(BRIEF): Return every line of the data below that contains the string "surface".

(DATA ENTRIES):
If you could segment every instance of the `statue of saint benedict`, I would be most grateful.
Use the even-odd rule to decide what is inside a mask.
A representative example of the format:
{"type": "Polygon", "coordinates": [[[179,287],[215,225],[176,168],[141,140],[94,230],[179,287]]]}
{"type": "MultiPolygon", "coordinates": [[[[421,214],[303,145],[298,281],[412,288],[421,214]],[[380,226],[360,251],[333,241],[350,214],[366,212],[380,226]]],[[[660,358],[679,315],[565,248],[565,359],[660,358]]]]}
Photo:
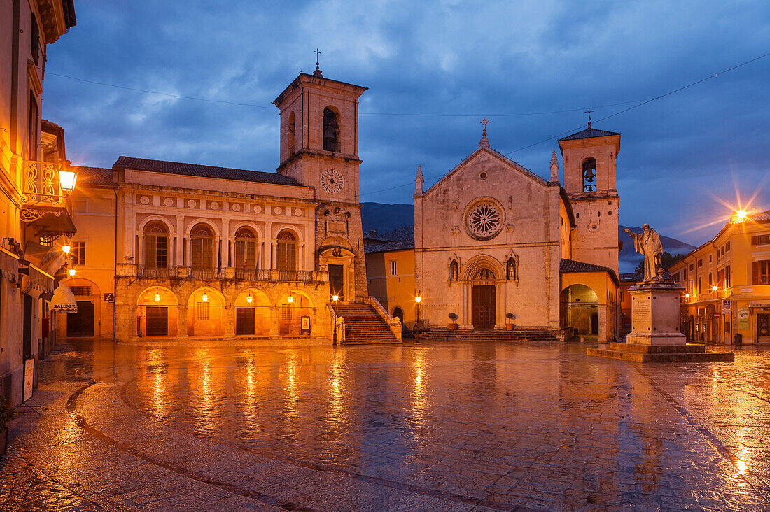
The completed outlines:
{"type": "Polygon", "coordinates": [[[650,228],[649,224],[641,226],[642,233],[632,233],[628,228],[623,231],[634,239],[634,249],[639,254],[644,255],[644,282],[654,281],[658,277],[658,269],[661,268],[661,255],[663,245],[658,233],[650,228]]]}

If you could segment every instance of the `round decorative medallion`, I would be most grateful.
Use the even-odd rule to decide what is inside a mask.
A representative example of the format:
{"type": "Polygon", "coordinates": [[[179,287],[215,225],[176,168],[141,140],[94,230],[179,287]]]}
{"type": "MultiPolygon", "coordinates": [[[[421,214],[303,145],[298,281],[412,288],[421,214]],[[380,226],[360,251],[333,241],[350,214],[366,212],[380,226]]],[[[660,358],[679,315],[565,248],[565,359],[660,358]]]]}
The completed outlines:
{"type": "Polygon", "coordinates": [[[466,226],[471,236],[487,240],[503,228],[503,212],[494,202],[478,202],[468,211],[466,226]]]}
{"type": "Polygon", "coordinates": [[[345,181],[339,171],[327,169],[321,172],[321,187],[330,194],[338,194],[345,186],[345,181]]]}

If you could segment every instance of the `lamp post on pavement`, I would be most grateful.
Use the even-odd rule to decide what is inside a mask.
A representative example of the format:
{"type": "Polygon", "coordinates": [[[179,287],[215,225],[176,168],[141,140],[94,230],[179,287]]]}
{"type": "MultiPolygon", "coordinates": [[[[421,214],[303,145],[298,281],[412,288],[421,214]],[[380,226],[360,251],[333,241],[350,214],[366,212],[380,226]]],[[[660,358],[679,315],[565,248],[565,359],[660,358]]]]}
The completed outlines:
{"type": "MultiPolygon", "coordinates": [[[[336,302],[338,300],[340,300],[339,295],[332,296],[332,302],[334,303],[334,306],[336,306],[336,302]]],[[[333,341],[332,342],[332,345],[333,346],[336,346],[336,309],[334,310],[334,337],[333,337],[333,341]]]]}
{"type": "Polygon", "coordinates": [[[420,343],[420,304],[423,302],[423,298],[419,295],[414,297],[414,304],[417,308],[417,333],[415,336],[415,342],[420,343]]]}

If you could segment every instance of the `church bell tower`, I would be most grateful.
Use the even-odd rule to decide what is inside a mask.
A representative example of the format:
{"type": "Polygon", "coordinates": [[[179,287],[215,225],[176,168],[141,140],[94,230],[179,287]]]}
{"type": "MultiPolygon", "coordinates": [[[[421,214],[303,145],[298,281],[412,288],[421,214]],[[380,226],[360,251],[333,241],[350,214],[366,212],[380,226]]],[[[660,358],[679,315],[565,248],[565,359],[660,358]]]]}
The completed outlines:
{"type": "Polygon", "coordinates": [[[572,259],[608,266],[618,273],[615,160],[621,134],[588,128],[559,140],[564,159],[564,189],[577,227],[572,233],[572,259]]]}
{"type": "Polygon", "coordinates": [[[316,63],[273,102],[280,109],[278,172],[314,189],[316,265],[330,296],[368,296],[358,195],[358,99],[366,87],[323,77],[316,63]]]}

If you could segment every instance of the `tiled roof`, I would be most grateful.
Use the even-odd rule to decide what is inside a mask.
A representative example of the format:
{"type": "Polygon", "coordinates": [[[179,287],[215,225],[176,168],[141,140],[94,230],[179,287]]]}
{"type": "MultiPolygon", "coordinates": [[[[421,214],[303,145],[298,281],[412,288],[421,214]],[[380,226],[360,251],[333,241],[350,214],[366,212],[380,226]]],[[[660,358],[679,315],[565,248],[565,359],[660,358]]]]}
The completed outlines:
{"type": "Polygon", "coordinates": [[[612,278],[616,285],[620,285],[615,271],[608,266],[594,265],[593,263],[585,263],[574,259],[566,259],[562,258],[559,262],[559,272],[563,274],[568,274],[575,272],[606,272],[612,278]]]}
{"type": "Polygon", "coordinates": [[[380,236],[387,242],[383,243],[370,243],[364,247],[363,252],[387,253],[388,251],[402,251],[414,249],[414,226],[407,226],[403,228],[389,231],[380,236]]]}
{"type": "Polygon", "coordinates": [[[112,169],[111,169],[80,166],[72,166],[72,169],[78,173],[78,184],[112,185],[112,169]]]}
{"type": "Polygon", "coordinates": [[[595,128],[587,128],[584,130],[567,136],[559,140],[574,140],[576,139],[593,139],[594,137],[606,137],[610,135],[620,135],[615,132],[608,132],[606,130],[598,130],[595,128]]]}
{"type": "Polygon", "coordinates": [[[770,209],[759,212],[758,213],[749,213],[746,216],[746,220],[754,223],[766,223],[770,221],[770,209]]]}
{"type": "Polygon", "coordinates": [[[149,160],[147,159],[137,159],[130,156],[119,157],[117,162],[112,166],[112,169],[116,170],[131,169],[137,171],[179,174],[199,178],[235,179],[236,181],[255,182],[257,183],[302,186],[300,182],[293,179],[278,174],[277,172],[262,172],[260,171],[249,171],[243,169],[214,167],[212,166],[200,166],[195,163],[166,162],[165,160],[149,160]]]}

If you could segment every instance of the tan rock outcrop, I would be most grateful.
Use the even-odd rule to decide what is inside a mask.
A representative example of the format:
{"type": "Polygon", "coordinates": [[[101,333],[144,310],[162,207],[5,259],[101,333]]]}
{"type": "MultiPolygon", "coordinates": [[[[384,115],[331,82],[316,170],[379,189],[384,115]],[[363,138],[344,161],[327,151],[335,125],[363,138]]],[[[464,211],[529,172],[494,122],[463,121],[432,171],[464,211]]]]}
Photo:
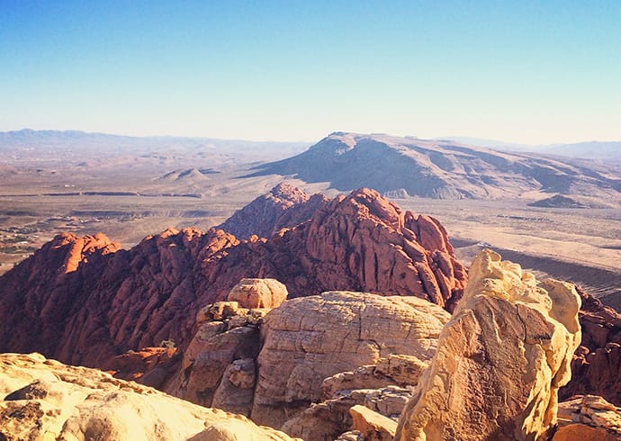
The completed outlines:
{"type": "Polygon", "coordinates": [[[315,211],[328,202],[323,194],[310,196],[285,182],[280,183],[218,226],[239,238],[252,235],[271,238],[284,228],[307,221],[315,211]]]}
{"type": "Polygon", "coordinates": [[[489,250],[469,277],[395,439],[547,439],[580,339],[580,297],[489,250]]]}
{"type": "Polygon", "coordinates": [[[197,331],[163,390],[205,407],[249,415],[254,400],[258,326],[268,309],[219,302],[202,308],[197,331]]]}
{"type": "Polygon", "coordinates": [[[367,441],[392,441],[397,430],[397,422],[374,412],[364,406],[354,406],[349,410],[354,430],[359,431],[367,441]]]}
{"type": "Polygon", "coordinates": [[[449,318],[416,297],[328,292],[287,301],[261,327],[253,420],[280,427],[320,400],[325,378],[391,354],[428,360],[449,318]]]}
{"type": "Polygon", "coordinates": [[[227,300],[242,308],[276,308],[287,299],[287,287],[275,279],[241,279],[227,300]]]}
{"type": "Polygon", "coordinates": [[[562,402],[558,418],[561,428],[553,438],[556,441],[621,439],[621,408],[601,397],[584,395],[562,402]]]}
{"type": "Polygon", "coordinates": [[[0,438],[7,441],[291,439],[94,369],[39,354],[0,355],[0,438]]]}

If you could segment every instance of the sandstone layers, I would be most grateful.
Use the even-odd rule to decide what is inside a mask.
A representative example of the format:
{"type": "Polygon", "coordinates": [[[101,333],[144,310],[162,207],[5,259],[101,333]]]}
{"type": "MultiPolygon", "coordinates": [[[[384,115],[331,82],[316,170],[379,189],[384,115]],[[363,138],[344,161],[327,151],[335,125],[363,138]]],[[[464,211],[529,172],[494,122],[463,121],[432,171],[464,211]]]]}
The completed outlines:
{"type": "Polygon", "coordinates": [[[0,355],[0,439],[285,441],[283,432],[98,370],[0,355]]]}
{"type": "Polygon", "coordinates": [[[320,205],[248,240],[169,229],[122,250],[104,235],[59,235],[0,278],[0,352],[102,366],[164,340],[184,350],[199,310],[245,277],[275,278],[292,297],[346,290],[454,307],[467,275],[436,220],[368,189],[320,205]]]}
{"type": "Polygon", "coordinates": [[[580,340],[572,285],[484,251],[395,439],[547,439],[580,340]]]}
{"type": "Polygon", "coordinates": [[[600,395],[621,406],[621,314],[578,290],[582,341],[572,361],[572,381],[561,397],[600,395]]]}
{"type": "MultiPolygon", "coordinates": [[[[408,357],[429,360],[450,318],[416,297],[347,292],[297,298],[271,310],[245,306],[229,300],[199,313],[198,331],[164,390],[276,428],[325,396],[351,389],[342,376],[360,366],[374,366],[367,388],[415,378],[408,357]],[[324,384],[338,374],[340,379],[324,384]]],[[[346,428],[340,423],[327,430],[336,436],[346,428]]]]}
{"type": "Polygon", "coordinates": [[[238,238],[252,235],[271,238],[284,228],[310,220],[329,199],[321,194],[309,195],[299,188],[281,183],[267,194],[259,196],[220,224],[218,228],[238,238]]]}

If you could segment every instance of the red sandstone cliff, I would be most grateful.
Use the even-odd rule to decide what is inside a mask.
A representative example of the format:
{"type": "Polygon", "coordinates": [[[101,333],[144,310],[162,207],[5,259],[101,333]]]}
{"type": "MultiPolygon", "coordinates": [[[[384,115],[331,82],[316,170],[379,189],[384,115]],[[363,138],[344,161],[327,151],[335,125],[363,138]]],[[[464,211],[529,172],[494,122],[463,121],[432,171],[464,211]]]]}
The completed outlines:
{"type": "Polygon", "coordinates": [[[600,395],[621,406],[621,314],[578,288],[582,341],[572,361],[572,381],[561,399],[600,395]]]}
{"type": "Polygon", "coordinates": [[[0,278],[0,352],[99,366],[165,339],[184,349],[199,309],[244,277],[276,278],[291,297],[365,291],[451,310],[467,275],[437,220],[368,189],[270,238],[168,230],[118,250],[104,235],[64,234],[0,278]]]}

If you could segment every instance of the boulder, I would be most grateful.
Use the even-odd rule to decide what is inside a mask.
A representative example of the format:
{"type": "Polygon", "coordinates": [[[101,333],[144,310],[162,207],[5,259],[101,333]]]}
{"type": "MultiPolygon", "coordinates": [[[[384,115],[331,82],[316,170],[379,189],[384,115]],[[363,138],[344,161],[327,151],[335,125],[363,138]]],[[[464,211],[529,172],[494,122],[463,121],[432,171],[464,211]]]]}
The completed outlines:
{"type": "Polygon", "coordinates": [[[287,299],[287,287],[275,279],[241,279],[227,300],[242,308],[276,308],[287,299]]]}
{"type": "Polygon", "coordinates": [[[561,428],[553,439],[621,439],[621,409],[597,395],[584,395],[559,404],[561,428]],[[582,436],[581,438],[580,436],[582,436]]]}
{"type": "Polygon", "coordinates": [[[547,439],[580,340],[580,297],[490,250],[469,278],[395,439],[547,439]]]}
{"type": "Polygon", "coordinates": [[[0,439],[291,439],[94,369],[39,354],[0,355],[0,439]]]}

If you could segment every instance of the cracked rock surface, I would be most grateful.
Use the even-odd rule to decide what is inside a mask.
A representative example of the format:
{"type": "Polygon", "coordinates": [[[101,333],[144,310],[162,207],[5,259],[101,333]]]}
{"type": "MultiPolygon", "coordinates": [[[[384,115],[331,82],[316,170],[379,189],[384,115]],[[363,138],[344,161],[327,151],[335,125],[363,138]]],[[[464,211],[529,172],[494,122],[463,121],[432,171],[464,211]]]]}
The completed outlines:
{"type": "Polygon", "coordinates": [[[573,285],[482,251],[395,439],[547,439],[580,341],[573,285]]]}
{"type": "Polygon", "coordinates": [[[261,326],[252,419],[280,427],[320,400],[325,378],[391,354],[429,360],[449,319],[416,297],[328,292],[285,302],[261,326]]]}
{"type": "Polygon", "coordinates": [[[40,354],[0,355],[0,439],[285,441],[245,417],[206,409],[40,354]]]}

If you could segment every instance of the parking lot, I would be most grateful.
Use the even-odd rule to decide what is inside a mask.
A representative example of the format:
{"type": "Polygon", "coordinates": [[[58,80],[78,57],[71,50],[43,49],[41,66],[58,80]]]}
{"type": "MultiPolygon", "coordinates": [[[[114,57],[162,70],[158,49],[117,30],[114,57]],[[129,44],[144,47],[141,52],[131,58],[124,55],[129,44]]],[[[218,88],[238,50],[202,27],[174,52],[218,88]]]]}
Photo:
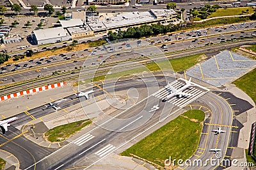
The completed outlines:
{"type": "Polygon", "coordinates": [[[229,50],[224,50],[187,72],[187,75],[215,86],[246,73],[256,61],[229,50]]]}

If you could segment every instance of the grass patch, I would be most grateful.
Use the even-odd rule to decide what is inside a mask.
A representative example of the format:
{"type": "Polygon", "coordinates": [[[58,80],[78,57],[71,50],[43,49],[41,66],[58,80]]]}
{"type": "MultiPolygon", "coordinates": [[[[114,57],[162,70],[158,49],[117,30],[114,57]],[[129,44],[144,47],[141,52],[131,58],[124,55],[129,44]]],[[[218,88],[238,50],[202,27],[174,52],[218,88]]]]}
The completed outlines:
{"type": "Polygon", "coordinates": [[[6,161],[0,158],[0,170],[4,169],[6,164],[6,161]]]}
{"type": "Polygon", "coordinates": [[[186,160],[197,148],[202,128],[200,121],[204,119],[203,111],[189,110],[121,154],[133,154],[161,166],[170,156],[172,159],[186,160]],[[194,121],[196,119],[198,122],[194,121]]]}
{"type": "Polygon", "coordinates": [[[245,155],[246,156],[246,161],[248,163],[252,162],[254,165],[256,165],[256,162],[254,161],[251,155],[248,155],[248,150],[245,150],[245,155]]]}
{"type": "Polygon", "coordinates": [[[256,69],[248,72],[244,76],[237,79],[233,84],[244,91],[256,103],[256,69]]]}
{"type": "Polygon", "coordinates": [[[173,70],[175,72],[184,71],[192,66],[196,65],[198,62],[206,58],[204,54],[199,54],[190,56],[183,57],[180,58],[170,59],[169,60],[161,61],[158,63],[151,63],[146,65],[146,67],[150,71],[159,71],[160,67],[164,68],[166,66],[169,66],[170,63],[172,64],[173,70]],[[169,63],[170,62],[170,63],[169,63]]]}
{"type": "Polygon", "coordinates": [[[61,142],[75,135],[83,128],[91,123],[92,121],[85,120],[60,125],[49,130],[45,134],[45,136],[52,143],[61,142]]]}
{"type": "Polygon", "coordinates": [[[239,15],[243,14],[249,14],[254,13],[252,7],[239,7],[239,8],[227,8],[218,9],[216,12],[211,13],[207,18],[216,17],[239,15]],[[249,11],[246,12],[246,10],[249,11]]]}

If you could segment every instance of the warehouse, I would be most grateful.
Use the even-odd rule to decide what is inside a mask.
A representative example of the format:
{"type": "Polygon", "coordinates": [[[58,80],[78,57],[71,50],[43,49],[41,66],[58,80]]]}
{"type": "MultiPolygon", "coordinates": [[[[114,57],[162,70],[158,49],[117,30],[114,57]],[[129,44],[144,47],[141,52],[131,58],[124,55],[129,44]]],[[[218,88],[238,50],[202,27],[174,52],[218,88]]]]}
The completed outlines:
{"type": "Polygon", "coordinates": [[[31,36],[37,45],[72,40],[72,36],[62,27],[35,30],[32,32],[31,36]]]}

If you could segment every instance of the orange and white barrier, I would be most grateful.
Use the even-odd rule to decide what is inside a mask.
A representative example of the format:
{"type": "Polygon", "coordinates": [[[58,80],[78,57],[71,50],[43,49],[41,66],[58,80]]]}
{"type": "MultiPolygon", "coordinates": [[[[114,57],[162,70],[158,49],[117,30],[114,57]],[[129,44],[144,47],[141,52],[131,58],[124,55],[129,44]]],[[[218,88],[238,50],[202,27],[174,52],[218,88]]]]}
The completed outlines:
{"type": "Polygon", "coordinates": [[[5,96],[1,97],[0,97],[0,101],[3,101],[4,100],[6,100],[6,99],[9,99],[9,98],[14,98],[14,97],[17,97],[29,95],[29,94],[31,94],[31,93],[38,92],[38,91],[45,91],[45,90],[50,89],[54,89],[54,88],[56,88],[63,86],[65,85],[66,85],[66,82],[61,82],[52,84],[48,85],[48,86],[42,86],[42,87],[39,87],[39,88],[34,88],[34,89],[28,89],[28,90],[25,90],[25,91],[23,91],[15,93],[13,93],[13,94],[7,95],[5,95],[5,96]]]}

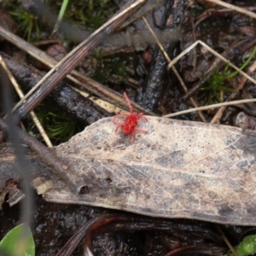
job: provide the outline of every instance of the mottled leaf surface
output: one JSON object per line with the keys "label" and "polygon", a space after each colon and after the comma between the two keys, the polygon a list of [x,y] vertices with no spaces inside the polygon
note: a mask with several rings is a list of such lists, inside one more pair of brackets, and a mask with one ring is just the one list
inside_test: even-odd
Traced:
{"label": "mottled leaf surface", "polygon": [[61,179],[34,185],[49,201],[166,218],[255,224],[256,132],[148,117],[135,143],[110,118],[55,148],[87,186],[73,194]]}

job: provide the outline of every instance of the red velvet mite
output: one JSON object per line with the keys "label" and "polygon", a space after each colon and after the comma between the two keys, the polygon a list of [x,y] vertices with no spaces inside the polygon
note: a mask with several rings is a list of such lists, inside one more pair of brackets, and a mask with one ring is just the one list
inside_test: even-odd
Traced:
{"label": "red velvet mite", "polygon": [[[124,96],[129,107],[130,113],[120,113],[120,114],[114,115],[113,117],[113,122],[117,125],[115,132],[118,131],[119,127],[122,127],[122,131],[124,134],[125,135],[131,134],[131,144],[132,144],[134,142],[136,131],[141,131],[144,133],[148,132],[146,130],[136,128],[138,119],[143,119],[146,121],[148,121],[148,119],[144,116],[143,113],[137,113],[136,112],[133,112],[131,102],[128,98],[126,92],[124,93]],[[121,123],[115,119],[116,118],[119,118],[119,117],[125,117],[125,122]]]}

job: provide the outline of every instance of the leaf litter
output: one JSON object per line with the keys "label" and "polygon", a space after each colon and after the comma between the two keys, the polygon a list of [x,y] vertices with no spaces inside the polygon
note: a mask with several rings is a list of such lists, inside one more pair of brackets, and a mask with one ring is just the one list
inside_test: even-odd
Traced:
{"label": "leaf litter", "polygon": [[138,127],[148,133],[137,133],[133,144],[106,118],[56,147],[87,185],[76,195],[44,172],[33,181],[38,193],[48,201],[153,217],[255,224],[255,131],[147,118]]}

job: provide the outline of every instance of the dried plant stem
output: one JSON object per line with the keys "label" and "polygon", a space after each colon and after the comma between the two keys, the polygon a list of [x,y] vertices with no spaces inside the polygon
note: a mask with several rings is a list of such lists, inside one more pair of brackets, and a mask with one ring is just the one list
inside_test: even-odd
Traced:
{"label": "dried plant stem", "polygon": [[256,15],[254,13],[250,12],[250,11],[245,9],[237,7],[236,5],[233,5],[233,4],[230,4],[230,3],[224,3],[224,2],[220,1],[220,0],[207,0],[207,2],[214,3],[216,4],[226,7],[228,9],[230,9],[234,11],[239,12],[242,15],[247,15],[251,18],[256,19]]}
{"label": "dried plant stem", "polygon": [[177,55],[176,58],[174,58],[170,62],[170,64],[168,65],[168,67],[169,68],[172,67],[179,59],[181,59],[184,55],[186,55],[188,52],[189,52],[197,44],[201,44],[201,45],[204,46],[207,50],[209,50],[216,57],[219,58],[220,60],[222,60],[225,63],[229,63],[229,65],[231,67],[233,67],[234,69],[236,69],[238,73],[240,73],[241,75],[243,75],[244,77],[246,77],[248,80],[250,80],[252,83],[253,83],[254,84],[256,84],[256,80],[255,79],[253,79],[253,78],[251,78],[250,76],[248,76],[246,73],[244,73],[239,67],[237,67],[236,66],[235,66],[234,64],[232,64],[231,62],[230,62],[228,60],[226,60],[224,57],[223,57],[221,55],[219,55],[218,53],[217,53],[215,50],[213,50],[212,49],[211,49],[211,47],[209,47],[207,44],[206,44],[205,43],[203,43],[201,40],[198,40],[195,43],[194,43],[193,44],[191,44],[185,50],[183,50],[179,55]]}
{"label": "dried plant stem", "polygon": [[[80,60],[84,58],[90,49],[93,47],[93,45],[96,44],[96,42],[94,41],[95,38],[96,40],[100,40],[99,38],[102,38],[106,37],[107,32],[110,32],[113,30],[111,26],[117,26],[117,22],[120,22],[120,20],[125,20],[125,18],[128,15],[128,14],[139,4],[143,3],[144,0],[138,0],[136,3],[131,3],[128,8],[124,9],[119,11],[119,14],[114,15],[112,19],[107,21],[103,26],[102,26],[98,30],[96,30],[94,33],[92,33],[88,38],[86,38],[84,42],[82,42],[79,46],[77,46],[73,50],[67,55],[63,60],[58,62],[43,79],[40,80],[26,96],[25,97],[20,101],[13,111],[16,110],[25,100],[26,100],[30,96],[38,89],[41,84],[48,84],[49,83],[55,84],[55,80],[61,80],[62,77],[64,78],[69,72],[73,70],[73,68],[79,62]],[[105,31],[105,32],[103,32]],[[88,48],[86,47],[88,46]],[[74,57],[75,60],[74,60]],[[54,82],[55,80],[55,82]]]}
{"label": "dried plant stem", "polygon": [[[10,72],[10,70],[8,68],[8,67],[6,66],[4,61],[3,60],[2,56],[0,55],[0,64],[2,65],[3,68],[5,70],[7,75],[9,76],[9,79],[10,79],[12,84],[14,85],[17,94],[19,95],[19,96],[21,98],[24,97],[24,94],[20,87],[20,85],[18,84],[18,83],[16,82],[15,77],[13,76],[12,73]],[[34,111],[32,111],[30,113],[30,115],[33,120],[33,122],[35,123],[36,126],[38,127],[42,137],[44,138],[46,145],[49,148],[52,148],[52,143],[48,137],[48,135],[46,134],[43,125],[41,125],[39,119],[38,119],[36,113],[34,113]]]}
{"label": "dried plant stem", "polygon": [[[169,63],[168,67],[170,66],[170,63],[172,62],[170,57],[168,56],[167,53],[166,52],[164,47],[162,46],[162,44],[160,44],[160,42],[159,41],[159,39],[157,38],[157,37],[155,36],[154,31],[152,30],[152,28],[150,27],[148,20],[145,19],[145,17],[143,17],[146,26],[148,26],[148,30],[150,31],[150,32],[152,33],[152,36],[154,37],[154,38],[155,39],[159,48],[160,49],[162,54],[164,55],[165,58],[166,59],[167,62]],[[182,78],[180,77],[179,73],[177,73],[176,67],[174,66],[172,66],[172,70],[173,71],[173,73],[175,73],[176,77],[177,78],[178,81],[180,82],[180,84],[182,85],[183,90],[187,93],[189,92],[189,90],[187,89],[185,84],[183,83]],[[191,97],[190,99],[190,102],[191,104],[195,107],[195,108],[197,108],[197,104],[195,102],[195,101]],[[205,117],[203,116],[202,113],[201,112],[197,112],[199,117],[201,118],[201,119],[203,121],[203,122],[207,122]]]}
{"label": "dried plant stem", "polygon": [[203,106],[203,107],[190,108],[190,109],[187,109],[187,110],[183,110],[183,111],[179,111],[177,113],[168,113],[168,114],[163,115],[163,117],[172,118],[172,117],[175,117],[175,116],[178,116],[181,114],[192,113],[192,112],[195,112],[195,111],[208,110],[211,108],[220,108],[220,107],[224,107],[224,106],[240,105],[240,104],[250,103],[250,102],[256,102],[256,99],[239,100],[239,101],[233,101],[233,102],[222,102],[222,103],[212,104],[212,105],[208,105],[208,106]]}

(WRITTEN REPLY):
If you could segment every instance of the cracked rock surface, I would be most grateful.
job: provide the outline of every instance of the mottled leaf surface
{"label": "mottled leaf surface", "polygon": [[61,179],[34,185],[49,201],[166,218],[255,224],[256,132],[148,117],[135,143],[110,118],[55,148],[87,186],[73,194]]}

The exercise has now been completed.